In 1925, a judge found science teacher John Scopes guilty of violating a new Tennessee law that banned the teaching of evolution. He was fined $100. Arguing for the prosecution was William Jennings Bryan, a leading fundamentalist.

Because of the ruling, the teaching of evolution was dropped from public schools until the 1960s, Scott said. Fundamentalists then began pushing for the teaching of creation science, she said, which was an effort to take the biblical view of creationism and package it as science. The U.S. Supreme Court outlawed that in 1987. Now the push is for intelligent design, the theory that some aspects of life are too complex to be explained by natural causes alone.

"What we are facing now is really all three," said Scott, adding that her national center in Oakland, Calif., often hears from supporters of creationism, creation science and intelligent design.

Proponents of intelligent design claim they are opposed to the teaching of creationism and creation science. They contend that design can be detected without introducing a designer. They also say students should be allowed to hear about what they call the shortcomings of evolution.

Excerpts from location labeling data:
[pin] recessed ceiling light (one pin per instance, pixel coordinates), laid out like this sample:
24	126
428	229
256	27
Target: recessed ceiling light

■ **Directive 1**
In the passage on teaching evolution, how much was John Scopes fined?
■ **Directive 2**
Pick up the passage on teaching evolution after its last sentence and carry it forward.
The records are separate material and are not connected to the passage on teaching evolution.

■ **Expected output 1**
He was fined $100.

■ **Expected output 2**
The Kansas Board of Education is expected to adopt science standards by September that encourage criticism of evolution -- an approach favored by intelligent-design proponents. The Ohio Board of Education last year approved a lesson plan on how to teach such criticisms. In Georgia, a legal battle continues over whether textbooks should carry a sticker that says, "Evolution is a theory, not a fact."

Princehouse said that most Christians have no trouble believing in both God and evolution. They simply figure that God used evolution as a tool for creation, she said. But a conservative faction continues to insist that the two cannot be compatible, she said.

If the Kansas board adopts standards that are friendly to intelligent design, McDonald said that he expects some smaller schools might drop the teaching of evolution and that others might begin teaching children that supernatural ideas are part of science. Larger districts with strong science programs probably won't change what they are teaching now, he said.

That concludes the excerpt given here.